* Begin MATERIAL TO PROCESS *

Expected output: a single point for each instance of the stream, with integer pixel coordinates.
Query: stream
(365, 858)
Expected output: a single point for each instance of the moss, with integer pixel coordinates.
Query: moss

* End MATERIAL TO PROCESS *

YOUR GOAL
Transcribe the whole listing exactly.

SOLUTION BELOW
Expected output: a single point for each instance of the stream, with integer pixel coordinates.
Query: stream
(365, 858)
Expected output: a single point for each instance of the moss, with integer pixel coordinates.
Query: moss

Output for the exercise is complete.